──────── Passage
Bad NFS performance for fsync(2)

Jan Kara <jack@xxxxxxx> · Thu, 23 May 2024 18:54:36 +0200

Hello!

I've been debugging NFS performance regression with recent kernels. It
seems to be at least partially related to the following behavior of NFS
(which is there for a long time AFAICT). Suppose the following workload:

fio --direct=0 --ioengine=sync --thread --directory=/test --invalidate=1 \
  --group_reporting=1 --runtime=100 --fallocate=posix --ramp_time=10 \
  --name=RandomWrites-async --new_group --rw=randwrite --size=32000m \
  --numjobs=4 --bs=4k --fsync_on_close=1 --end_fsync=1 \
  --filename_format='FioWorkloads.$jobnum'

So we do 4k buffered random writes from 4 threads into 4 different files.
Now the interesting behavior comes on the final fsync(2). What I observe is
that the NFS server getting a stream of 4-8k writes which have 'stable'
flag set. What the server does for each such write is that performs the
write and calls fsync(2). Since by the time fio calls fsync(2) on the NFS
client there is like 6-8 GB worth of dirty pages to write and the server
effectively ends up writing each individual 4k page as O_SYNC write, the
throughput is not great...

The reason why the client sets 'stable' flag for each page write seems to
be because nfs_writepages() issues writes with FLUSH_COND_STABLE for
WB_SYNC_ALL writeback and nfs_pgio_rpcsetup() has this logic:

        switch (how & (FLUSH_STABLE | FLUSH_COND_STABLE)) {
        case 0:
                break;
        case FLUSH_COND_STABLE:
                if (nfs_reqs_to_commit(cinfo))
                        break;
                fallthrough;
        default:
                hdr->args.stable = NFS_FILE_SYNC;
        }

but since this is final fsync(2), there are no more requests to commit so
we set NFS_FILE_SYNC flag.
────────────────
──────── Provided material
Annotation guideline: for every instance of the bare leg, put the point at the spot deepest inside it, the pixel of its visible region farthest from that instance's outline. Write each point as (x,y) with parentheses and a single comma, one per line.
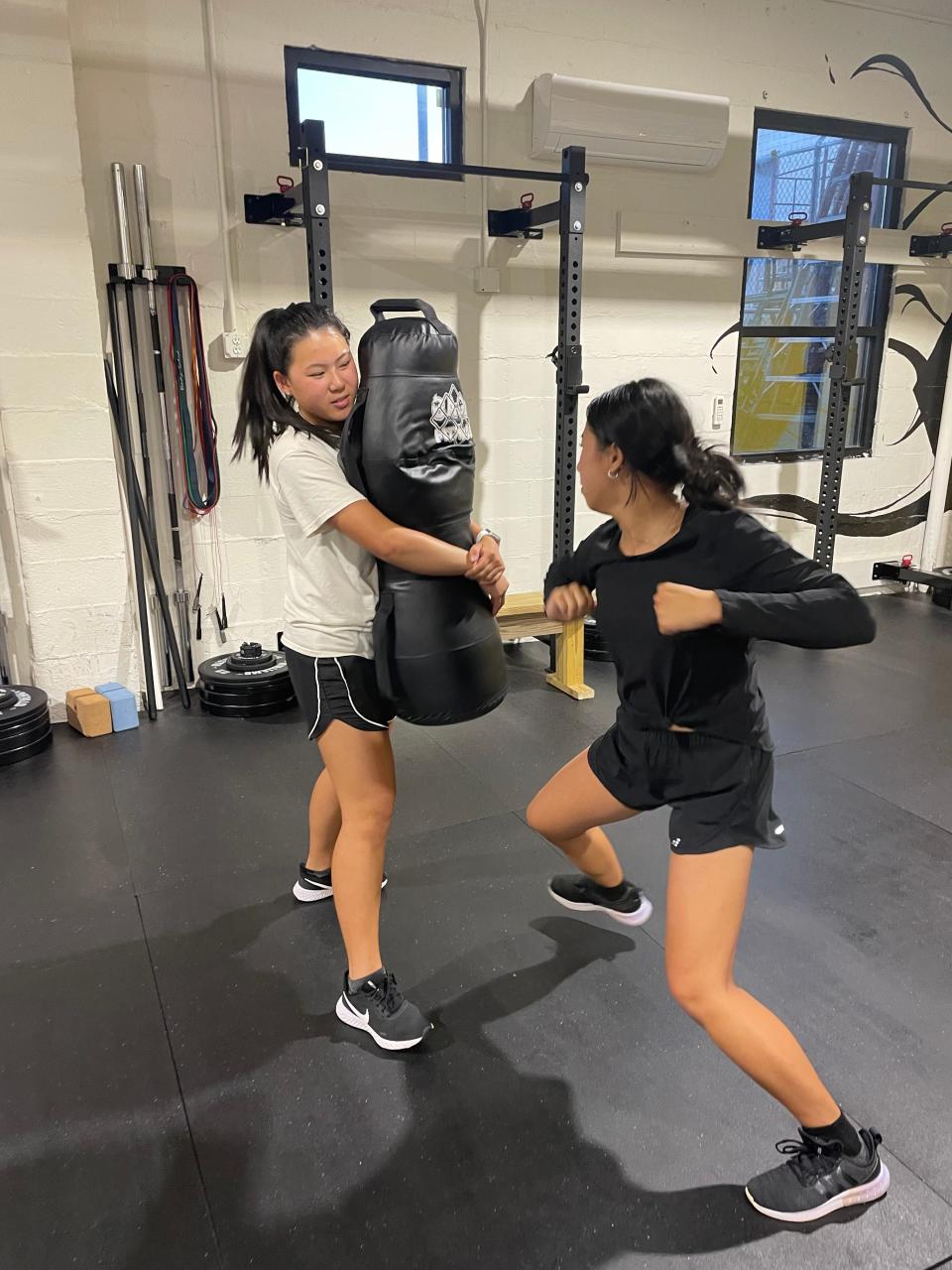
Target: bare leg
────────────────
Objective 1:
Decide whether each statement agrees with the NFS fsync post above. Give yes or no for each, and quote the deciding words from the post.
(a) The fio workload has its threads write into one shared file.
(b) For each write with the 'stable' flag, the server performs the write and then calls fsync(2).
(c) When fio calls fsync(2) on the client, about 6-8 GB of dirty pages are waiting to be written.
Objective 2:
According to the NFS fsync post, which flag does nfs_writepages() use when it issues writes for WB_SYNC_ALL writeback?

Exercise output 1:
(a) No: "from 4 threads into 4 different files."
(b) Yes: "What the server does for each such write is that performs the write and calls fsync(2)."
(c) Yes: "there is like 6-8 GB worth of dirty pages to write"

Exercise output 2:
FLUSH_COND_STABLE